What To Do When the Boss Catches Wellness Fever

Employer-created wellness programs tend to emphasize what workers should do on their own time, not what the employer could do to stop making them sick at work. Photo: Jim West, jimwestphoto.com.

Wellness programs are designed to bring down employers’ health insurance costs by preventing illness. Some provide gym memberships or smoking cessation programs. Others require workers to pay more for their insurance if they don’t get certain screenings. The most coercive programs require workers to meet health targets or pay a penalty.

“If employers are really concerned, why don’t they start with something they can control and provide a safe and healthy workplace?” asks Nancy Lessin, a health and safety specialist with the Steelworkers.

Read about wellness programs here and see below for advice on how to address such programs in the workplace.

**WRITTEN EXERCISE 1:** In the wellness programs article, what do the most coercive programs require of workers?
**WRITTEN EXERCISE 2:** Render this sentence from the wellness programs article in Spanish: "Wellness programs are designed to bring down employers’ health insurance costs by preventing illness."
The listing after this point has no connection to the wellness programs article.

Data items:
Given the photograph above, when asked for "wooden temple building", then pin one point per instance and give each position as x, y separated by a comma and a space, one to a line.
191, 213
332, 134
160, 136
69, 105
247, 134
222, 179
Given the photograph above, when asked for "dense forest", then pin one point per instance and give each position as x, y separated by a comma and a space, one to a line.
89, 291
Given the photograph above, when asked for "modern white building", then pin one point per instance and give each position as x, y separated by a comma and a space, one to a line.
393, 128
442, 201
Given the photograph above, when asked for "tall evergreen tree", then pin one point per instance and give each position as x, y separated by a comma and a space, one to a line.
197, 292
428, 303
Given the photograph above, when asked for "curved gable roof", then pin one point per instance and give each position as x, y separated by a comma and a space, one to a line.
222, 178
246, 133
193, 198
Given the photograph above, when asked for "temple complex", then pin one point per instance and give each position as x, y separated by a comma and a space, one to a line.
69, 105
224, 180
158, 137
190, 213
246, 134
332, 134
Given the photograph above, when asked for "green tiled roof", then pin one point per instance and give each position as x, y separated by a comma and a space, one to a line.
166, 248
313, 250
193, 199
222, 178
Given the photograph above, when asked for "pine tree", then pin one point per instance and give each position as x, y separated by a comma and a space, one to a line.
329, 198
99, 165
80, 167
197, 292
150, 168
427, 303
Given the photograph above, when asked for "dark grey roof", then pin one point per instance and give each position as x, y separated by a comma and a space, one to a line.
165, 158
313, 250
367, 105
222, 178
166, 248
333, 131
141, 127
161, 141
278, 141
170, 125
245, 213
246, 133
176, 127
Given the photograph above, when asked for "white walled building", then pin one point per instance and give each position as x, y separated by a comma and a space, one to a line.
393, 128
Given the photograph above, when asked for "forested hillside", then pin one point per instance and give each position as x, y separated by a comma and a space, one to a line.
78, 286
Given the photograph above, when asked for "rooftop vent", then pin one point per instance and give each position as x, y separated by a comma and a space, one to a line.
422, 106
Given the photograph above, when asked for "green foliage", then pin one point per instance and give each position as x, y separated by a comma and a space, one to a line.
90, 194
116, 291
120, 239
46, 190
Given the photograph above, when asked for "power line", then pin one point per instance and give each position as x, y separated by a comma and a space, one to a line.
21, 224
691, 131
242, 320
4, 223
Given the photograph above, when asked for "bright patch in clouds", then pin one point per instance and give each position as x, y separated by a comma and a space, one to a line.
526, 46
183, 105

**EXERCISE RESULT 1:** They require workers to meet health targets or pay a penalty.

**EXERCISE RESULT 2:** Los programas de bienestar están diseñados para reducir los costos del seguro médico de los empleadores mediante la prevención de enfermedades.